To do:
A: Reproduce the news briefs word for word, between "Rabbi Yoshiyahu Yosef" and "to the hospital.", inclusive.
B: Answer these questions from the news briefs, each on its own line:
(i) How long is Rabbi Pinto's house arrest?
(ii) How long did the Communist Party officials' meeting last?
(iii) Who is the Communist Party chief?

Document passage:
Top rabbi faces house arrest
JERUSALEM — Israeli authorities have placed a multimillionaire celebrity rabbi with a strong American following under house arrest and banned him from traveling abroad as they investigate allegations that he bribed a high-ranking officer for access to his police file, police said Monday.
Rabbi Yoshiyahu Yosef Pinto’s legal saga took a dramatic twist this week: Investigators interrogated Rabbi Pinto for three hours Sunday, a police spokesman said, but cut short the questioning after news came that the rabbi’s wife — also questioned in the affair — had overdosed on pills and was rushed to the hospital.
Rabbi Pinto is under 15-day house arrest and a six-month travel ban, but police allowed him to visit his wife in the hospital.
Communist Party admits graft failings
HANOI — Top Communist Party officials ended a two-week meeting Monday without directly censuring the embattled prime minister, appearing to secure his position for the near future.
Prime Minister Nguyen Tan Dung had been under pressure going into the meeting of the party’s Central Committee because of corruption scandals involving state-owned companies and a slowdown in the once red-hot economy.
Some analysts had speculated that Mr. Dung could be forced to resign during the meeting.
Communist Party chief Nguyen Phu Trong said in a televised speech Monday that the party “sincerely admitted” its mistakes in relation to corruption involving some of its members. He didn’t elaborate.
The statement was seen as a rebuke to Mr. Dung, but not the direct censure that some in the party elite were reported to have been favoring.

Dataset:

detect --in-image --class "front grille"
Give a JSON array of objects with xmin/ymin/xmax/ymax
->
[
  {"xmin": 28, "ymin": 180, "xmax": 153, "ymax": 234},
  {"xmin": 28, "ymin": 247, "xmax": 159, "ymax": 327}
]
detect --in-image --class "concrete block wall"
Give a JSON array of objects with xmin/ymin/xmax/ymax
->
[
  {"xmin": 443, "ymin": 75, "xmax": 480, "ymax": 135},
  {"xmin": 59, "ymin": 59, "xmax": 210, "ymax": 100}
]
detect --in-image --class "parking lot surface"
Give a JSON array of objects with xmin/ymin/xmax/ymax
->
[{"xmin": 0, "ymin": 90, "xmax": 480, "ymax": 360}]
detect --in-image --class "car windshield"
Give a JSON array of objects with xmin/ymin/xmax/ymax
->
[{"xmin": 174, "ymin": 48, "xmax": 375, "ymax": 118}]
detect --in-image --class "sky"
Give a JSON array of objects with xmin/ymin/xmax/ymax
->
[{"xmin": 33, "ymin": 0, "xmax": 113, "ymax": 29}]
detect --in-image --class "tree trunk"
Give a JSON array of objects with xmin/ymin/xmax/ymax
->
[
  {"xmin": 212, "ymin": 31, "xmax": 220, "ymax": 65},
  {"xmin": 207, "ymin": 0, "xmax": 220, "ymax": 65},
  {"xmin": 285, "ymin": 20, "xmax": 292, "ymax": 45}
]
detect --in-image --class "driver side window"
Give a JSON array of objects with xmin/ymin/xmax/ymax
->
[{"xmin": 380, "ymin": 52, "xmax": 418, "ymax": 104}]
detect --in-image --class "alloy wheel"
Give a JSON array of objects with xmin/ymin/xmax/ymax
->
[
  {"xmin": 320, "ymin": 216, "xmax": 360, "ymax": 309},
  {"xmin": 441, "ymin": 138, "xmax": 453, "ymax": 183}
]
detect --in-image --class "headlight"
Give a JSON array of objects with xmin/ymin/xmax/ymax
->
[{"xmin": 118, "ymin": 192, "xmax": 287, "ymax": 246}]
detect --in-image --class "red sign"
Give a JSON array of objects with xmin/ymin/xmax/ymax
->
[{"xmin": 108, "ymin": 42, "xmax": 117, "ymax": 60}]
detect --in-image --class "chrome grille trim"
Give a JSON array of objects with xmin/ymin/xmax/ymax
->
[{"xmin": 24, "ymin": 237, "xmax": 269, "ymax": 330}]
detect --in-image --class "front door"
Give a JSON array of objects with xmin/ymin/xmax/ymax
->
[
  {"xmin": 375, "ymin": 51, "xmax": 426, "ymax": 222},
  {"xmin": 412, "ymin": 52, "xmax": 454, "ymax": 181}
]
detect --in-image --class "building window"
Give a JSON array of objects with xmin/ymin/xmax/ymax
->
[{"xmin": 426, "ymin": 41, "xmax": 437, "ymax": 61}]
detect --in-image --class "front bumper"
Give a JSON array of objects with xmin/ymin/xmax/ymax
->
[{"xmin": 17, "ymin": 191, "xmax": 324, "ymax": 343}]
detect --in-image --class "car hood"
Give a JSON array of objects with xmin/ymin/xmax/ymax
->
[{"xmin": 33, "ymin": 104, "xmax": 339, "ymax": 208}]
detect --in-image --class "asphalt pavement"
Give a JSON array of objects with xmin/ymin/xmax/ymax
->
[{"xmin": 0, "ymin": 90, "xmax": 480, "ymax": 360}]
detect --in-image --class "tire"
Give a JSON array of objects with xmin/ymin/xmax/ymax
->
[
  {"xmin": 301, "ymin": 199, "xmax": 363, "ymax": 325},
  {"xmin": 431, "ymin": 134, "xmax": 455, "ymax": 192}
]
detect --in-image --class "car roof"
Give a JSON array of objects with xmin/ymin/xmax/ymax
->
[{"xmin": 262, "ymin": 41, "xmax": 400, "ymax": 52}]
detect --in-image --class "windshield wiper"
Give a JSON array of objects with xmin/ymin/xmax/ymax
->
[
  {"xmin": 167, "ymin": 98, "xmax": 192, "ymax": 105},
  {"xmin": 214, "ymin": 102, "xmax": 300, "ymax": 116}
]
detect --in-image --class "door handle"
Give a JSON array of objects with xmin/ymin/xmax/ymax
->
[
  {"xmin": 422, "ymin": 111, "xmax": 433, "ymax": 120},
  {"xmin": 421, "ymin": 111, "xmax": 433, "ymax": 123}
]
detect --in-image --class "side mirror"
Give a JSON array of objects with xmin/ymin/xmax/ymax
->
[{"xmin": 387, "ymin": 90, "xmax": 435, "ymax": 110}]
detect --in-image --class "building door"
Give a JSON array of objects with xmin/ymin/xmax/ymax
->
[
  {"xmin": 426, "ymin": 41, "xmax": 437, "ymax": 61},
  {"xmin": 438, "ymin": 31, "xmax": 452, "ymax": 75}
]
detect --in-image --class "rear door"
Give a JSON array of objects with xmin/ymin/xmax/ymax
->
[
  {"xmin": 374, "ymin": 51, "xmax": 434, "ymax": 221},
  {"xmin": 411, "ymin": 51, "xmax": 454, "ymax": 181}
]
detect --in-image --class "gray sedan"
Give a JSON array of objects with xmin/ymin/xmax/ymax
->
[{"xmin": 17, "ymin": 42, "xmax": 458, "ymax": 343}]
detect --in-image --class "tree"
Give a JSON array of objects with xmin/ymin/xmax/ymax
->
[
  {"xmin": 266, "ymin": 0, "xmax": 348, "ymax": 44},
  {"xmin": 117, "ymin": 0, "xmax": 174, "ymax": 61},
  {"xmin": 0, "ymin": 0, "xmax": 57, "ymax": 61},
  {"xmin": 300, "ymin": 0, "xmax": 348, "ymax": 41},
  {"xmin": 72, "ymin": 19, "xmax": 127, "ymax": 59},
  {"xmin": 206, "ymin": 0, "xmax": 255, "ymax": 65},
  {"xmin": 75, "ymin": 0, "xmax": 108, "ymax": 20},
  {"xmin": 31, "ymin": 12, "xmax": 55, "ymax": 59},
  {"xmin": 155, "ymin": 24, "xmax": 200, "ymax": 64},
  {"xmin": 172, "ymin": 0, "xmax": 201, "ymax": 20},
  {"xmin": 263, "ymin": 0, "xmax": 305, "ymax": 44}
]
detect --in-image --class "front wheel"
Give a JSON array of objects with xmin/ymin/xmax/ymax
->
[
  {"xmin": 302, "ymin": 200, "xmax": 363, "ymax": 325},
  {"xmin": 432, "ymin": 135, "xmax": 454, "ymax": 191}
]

* * *

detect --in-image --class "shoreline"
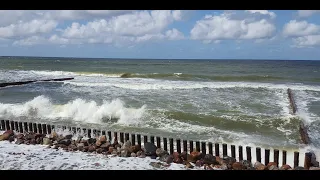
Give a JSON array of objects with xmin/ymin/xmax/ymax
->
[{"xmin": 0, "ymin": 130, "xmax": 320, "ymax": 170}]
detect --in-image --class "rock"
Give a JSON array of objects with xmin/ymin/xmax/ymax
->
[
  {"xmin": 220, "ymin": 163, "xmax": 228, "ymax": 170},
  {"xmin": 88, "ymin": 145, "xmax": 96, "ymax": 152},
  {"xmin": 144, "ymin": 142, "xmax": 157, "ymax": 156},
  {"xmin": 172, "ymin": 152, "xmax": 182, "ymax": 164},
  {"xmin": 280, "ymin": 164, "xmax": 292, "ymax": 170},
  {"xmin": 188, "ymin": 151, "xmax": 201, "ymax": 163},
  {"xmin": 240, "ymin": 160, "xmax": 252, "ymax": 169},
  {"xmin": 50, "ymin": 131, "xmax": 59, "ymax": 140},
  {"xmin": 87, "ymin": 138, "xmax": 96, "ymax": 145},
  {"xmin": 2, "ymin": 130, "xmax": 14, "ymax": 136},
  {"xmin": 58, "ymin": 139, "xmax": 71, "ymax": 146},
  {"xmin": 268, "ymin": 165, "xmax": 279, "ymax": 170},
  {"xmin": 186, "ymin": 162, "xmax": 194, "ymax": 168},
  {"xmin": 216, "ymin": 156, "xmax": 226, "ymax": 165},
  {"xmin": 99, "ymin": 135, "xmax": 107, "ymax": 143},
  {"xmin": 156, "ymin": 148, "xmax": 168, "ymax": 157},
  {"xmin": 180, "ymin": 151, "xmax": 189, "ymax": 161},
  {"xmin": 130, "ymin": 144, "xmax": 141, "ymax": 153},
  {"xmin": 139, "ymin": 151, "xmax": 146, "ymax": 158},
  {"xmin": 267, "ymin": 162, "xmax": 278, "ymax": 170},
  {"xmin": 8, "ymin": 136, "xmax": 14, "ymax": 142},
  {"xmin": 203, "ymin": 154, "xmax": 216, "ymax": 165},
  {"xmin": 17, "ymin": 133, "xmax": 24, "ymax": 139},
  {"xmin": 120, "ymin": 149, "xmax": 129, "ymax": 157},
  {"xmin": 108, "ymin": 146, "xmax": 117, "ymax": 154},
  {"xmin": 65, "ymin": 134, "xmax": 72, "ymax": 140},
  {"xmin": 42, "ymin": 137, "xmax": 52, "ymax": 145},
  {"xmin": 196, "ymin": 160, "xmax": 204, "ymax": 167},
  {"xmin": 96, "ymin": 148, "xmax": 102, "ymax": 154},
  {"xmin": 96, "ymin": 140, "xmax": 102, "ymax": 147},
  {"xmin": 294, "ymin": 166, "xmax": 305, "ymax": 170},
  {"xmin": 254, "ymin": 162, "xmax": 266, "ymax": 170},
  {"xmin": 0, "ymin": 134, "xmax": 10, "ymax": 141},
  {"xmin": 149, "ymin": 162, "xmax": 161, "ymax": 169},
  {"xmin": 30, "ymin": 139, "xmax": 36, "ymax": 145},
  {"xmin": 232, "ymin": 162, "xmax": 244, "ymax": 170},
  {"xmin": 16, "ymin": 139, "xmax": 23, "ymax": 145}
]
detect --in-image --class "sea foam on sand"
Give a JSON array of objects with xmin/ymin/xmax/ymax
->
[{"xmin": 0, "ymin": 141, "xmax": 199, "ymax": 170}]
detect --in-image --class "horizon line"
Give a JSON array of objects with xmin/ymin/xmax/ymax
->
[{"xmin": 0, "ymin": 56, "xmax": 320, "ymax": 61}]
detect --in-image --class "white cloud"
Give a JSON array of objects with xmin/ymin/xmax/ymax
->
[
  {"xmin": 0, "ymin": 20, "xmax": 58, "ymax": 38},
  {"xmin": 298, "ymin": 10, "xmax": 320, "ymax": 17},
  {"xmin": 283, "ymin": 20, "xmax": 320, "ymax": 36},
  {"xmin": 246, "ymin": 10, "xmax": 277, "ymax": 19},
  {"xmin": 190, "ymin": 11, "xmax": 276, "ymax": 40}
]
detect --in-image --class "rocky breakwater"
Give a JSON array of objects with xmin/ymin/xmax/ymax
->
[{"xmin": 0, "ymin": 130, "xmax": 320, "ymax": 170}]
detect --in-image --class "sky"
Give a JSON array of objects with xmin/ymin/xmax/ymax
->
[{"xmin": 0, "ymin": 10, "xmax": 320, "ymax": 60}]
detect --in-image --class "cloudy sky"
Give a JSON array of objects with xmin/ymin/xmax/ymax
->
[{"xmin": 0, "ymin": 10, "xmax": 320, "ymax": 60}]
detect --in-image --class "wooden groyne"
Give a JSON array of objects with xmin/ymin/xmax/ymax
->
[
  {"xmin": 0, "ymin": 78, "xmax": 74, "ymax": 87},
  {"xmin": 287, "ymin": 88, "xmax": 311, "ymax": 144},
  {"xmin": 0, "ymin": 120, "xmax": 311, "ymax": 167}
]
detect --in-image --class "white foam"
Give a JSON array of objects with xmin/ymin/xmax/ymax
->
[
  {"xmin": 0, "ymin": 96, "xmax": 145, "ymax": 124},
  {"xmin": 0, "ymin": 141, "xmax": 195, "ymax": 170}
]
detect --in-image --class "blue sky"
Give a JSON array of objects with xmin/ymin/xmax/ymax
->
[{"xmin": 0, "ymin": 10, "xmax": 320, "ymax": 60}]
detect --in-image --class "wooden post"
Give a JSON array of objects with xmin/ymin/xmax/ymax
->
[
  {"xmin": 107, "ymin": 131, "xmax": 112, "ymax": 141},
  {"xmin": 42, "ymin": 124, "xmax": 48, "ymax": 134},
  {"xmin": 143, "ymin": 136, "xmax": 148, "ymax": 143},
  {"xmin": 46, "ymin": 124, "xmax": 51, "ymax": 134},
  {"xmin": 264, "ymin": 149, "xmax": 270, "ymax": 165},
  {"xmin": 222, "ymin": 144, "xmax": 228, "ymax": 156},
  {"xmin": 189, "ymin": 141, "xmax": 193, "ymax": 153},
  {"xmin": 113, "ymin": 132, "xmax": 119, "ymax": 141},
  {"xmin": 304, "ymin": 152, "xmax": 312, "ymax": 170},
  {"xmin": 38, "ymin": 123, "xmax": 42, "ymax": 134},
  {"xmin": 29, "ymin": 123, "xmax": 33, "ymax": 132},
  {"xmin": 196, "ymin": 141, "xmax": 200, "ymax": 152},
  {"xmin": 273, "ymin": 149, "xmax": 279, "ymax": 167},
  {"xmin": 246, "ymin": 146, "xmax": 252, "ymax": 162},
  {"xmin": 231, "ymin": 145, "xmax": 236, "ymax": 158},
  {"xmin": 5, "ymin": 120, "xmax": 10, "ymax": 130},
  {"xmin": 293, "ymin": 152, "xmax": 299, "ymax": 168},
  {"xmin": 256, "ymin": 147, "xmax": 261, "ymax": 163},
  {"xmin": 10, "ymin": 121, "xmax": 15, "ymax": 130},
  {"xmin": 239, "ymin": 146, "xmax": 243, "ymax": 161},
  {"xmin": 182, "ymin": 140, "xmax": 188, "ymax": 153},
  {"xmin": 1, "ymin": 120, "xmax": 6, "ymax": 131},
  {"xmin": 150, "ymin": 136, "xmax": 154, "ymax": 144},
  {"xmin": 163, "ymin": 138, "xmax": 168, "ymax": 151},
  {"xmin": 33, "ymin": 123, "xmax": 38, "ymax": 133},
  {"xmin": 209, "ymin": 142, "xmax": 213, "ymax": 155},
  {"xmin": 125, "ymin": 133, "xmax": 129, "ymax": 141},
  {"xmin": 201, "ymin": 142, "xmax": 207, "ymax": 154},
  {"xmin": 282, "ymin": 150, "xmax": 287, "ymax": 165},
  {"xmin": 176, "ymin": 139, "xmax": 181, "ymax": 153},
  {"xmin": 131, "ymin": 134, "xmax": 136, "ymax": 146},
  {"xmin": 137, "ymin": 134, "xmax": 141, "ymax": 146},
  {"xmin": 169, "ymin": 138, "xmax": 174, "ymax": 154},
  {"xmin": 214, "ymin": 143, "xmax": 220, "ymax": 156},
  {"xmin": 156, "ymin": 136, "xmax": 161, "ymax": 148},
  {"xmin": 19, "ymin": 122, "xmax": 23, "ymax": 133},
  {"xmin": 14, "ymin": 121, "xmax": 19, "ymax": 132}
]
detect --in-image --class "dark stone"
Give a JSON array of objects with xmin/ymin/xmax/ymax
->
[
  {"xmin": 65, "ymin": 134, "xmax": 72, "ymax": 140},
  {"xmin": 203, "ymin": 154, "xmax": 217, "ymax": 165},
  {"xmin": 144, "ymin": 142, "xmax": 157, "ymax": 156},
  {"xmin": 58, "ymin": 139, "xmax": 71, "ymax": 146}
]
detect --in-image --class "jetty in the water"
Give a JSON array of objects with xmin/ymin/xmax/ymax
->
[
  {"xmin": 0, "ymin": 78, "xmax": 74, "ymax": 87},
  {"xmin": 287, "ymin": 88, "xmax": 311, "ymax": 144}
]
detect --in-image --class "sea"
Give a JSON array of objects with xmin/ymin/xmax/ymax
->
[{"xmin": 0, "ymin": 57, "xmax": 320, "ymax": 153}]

Solutions to the exercise:
A:
Rabbi Yoshiyahu Yosef Pinto’s legal saga took a dramatic twist this week: Investigators interrogated Rabbi Pinto for three hours Sunday, a police spokesman said, but cut short the questioning after news came that the rabbi’s wife — also questioned in the affair — had overdosed on pills and was rushed to the hospital.

B:
(i) 15 days
(ii) Two weeks
(iii) Nguyen Phu Trong